#### [Job 1]
In the gnutella routing page, how long after the query reply passed through the network might a push-request finally be sent?
#### [Job 2]
Write the next part of the gnutella routing page, picking up after its final sentence.

#### [Passage]
--------------------------------------------------

An alternate approach to routing. - comments to nravi@operamail.com

Last update: May 04, 2000

in short: let's record the packet's route, so we know where to send a reply.

guess that line really says it all, but... well...



The current gnutella protocol route _most_ replies by the packet-id of the response, which is a good approach, with maximum security for a very small memory-tradeoff. What characterise these services however, are the fast response times. Both ping requests and queries are processed automatically, and the reply is back for the server to route in a couple of seconds at most. This means the entry can be dropped from the routing table, say, 10 sec. after it arrive.
Such a routing table would work by replacing the oldest entry whenever a new one arrives. Thus to hold an entry for 10 sec., it would need to be large enough to hold an entry for each packet it sees in that period of time.

This is no problem if we can expect to see the reply within 10 sec, but say a certain amount of user interaction is required before the packet is sent, like for a push-request. For a push-request to be sent, the user must first select a file to download amongst the matches from a query. Then there is an attempt to establish a direct connection, but this times out, as the servant is behind a firewall. _Then_ the request is finally sent, possibly as long as 5-10 minutes after the query-reply passed through the network. To route that packet with the scheme detailed above, you would need a routing table with an entry for every packet seen in the last 10 minutes... now that is a waste of memory!

Gnutella/0.4 solves this by allowing you to route push-requests by host.. Every host has an unique identifier which is included in it's query replies. By keeping a separate routing table for the hosts it has seeen for the last 10-20 minutes, a server is able to route push-requests in the right direction. I imagine it's not very scalable, though, as backbone-servents will need a pretty large routing-table to accomplish this. What is worst about this scheme though, at least in my mind, is the compromised security. All query-replies you send out contain a unique identifier that point back to you... well... it's not that big a security issue, but....;)

--------------------------------------------------

#### [Records shown]
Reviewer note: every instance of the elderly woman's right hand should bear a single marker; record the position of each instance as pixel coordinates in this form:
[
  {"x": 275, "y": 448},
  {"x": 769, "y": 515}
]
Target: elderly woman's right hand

--------------------------------------------------

#### [Output 1]
Possibly as long as 5-10 minutes.

#### [Output 2]
No more routing-tables

ok.. what we do is simply to record the path for each packet as we pass it on. I suppose no client will ever have more than 256 different gnutella connections, thus we can use a byte to represent each.
When you receive a packet, you first determine whether it is a broadcasted or routed. If it's a broadcast you record the path in the reply-to-field. If the packet is routed, the packet-id should be unused, so we can record the path in that. (There is no need whatsoever for unique id's on routed packets - they are never duplicated, and should be dropped *only* when TTL expires; or if the next host on the path disconnected...).

Rewrote this part, as it was "strange and difficult to follow...":) - may not be a lot better now, but at least i've made an attempt. ;)
To record routing info in a packet, move each entry one step back, discarding the last one, then insert the connectionID as the first entry in the field. To route a packet, pull out the first entry from the reply-to-field, move all entries forward, then send the packet to the connection identified by that first entry. You should also insert some random value for the last entry, making it harder to determine how many hops are left...

Pros/cons

+
simple
no routing-tables
the path remains legal as long as none of the hosts drop out - unlike for routing-tables, where an entry is dropped once X new messages are seen.

-
not quite as flexible as routing with a table.. - impose limits for max TTL / max nr of connections
i guess we could use a path-recording-field that's not of fixed size to overcome this, say tagging the routing info to the end of the packet or something, but i kinda like having all info needed for routing in the header, and i consider fixed-size packet headers the only way to go. any comments on this?

Security

I suppose it would be extremely hard for anyone but the host that inserted an entry to get anything meaningful out of it. ;)
To make sure noone can tell who sent the request for which the path is to be recorded, the route-field could be filled with random values before you send it on it's way / insert a random value in the last position when you pull out the first.
Also, to be absolutely sure it's impossible to get anything meaningful from the path-list, a host could use a different set of identifiers for each connection it has.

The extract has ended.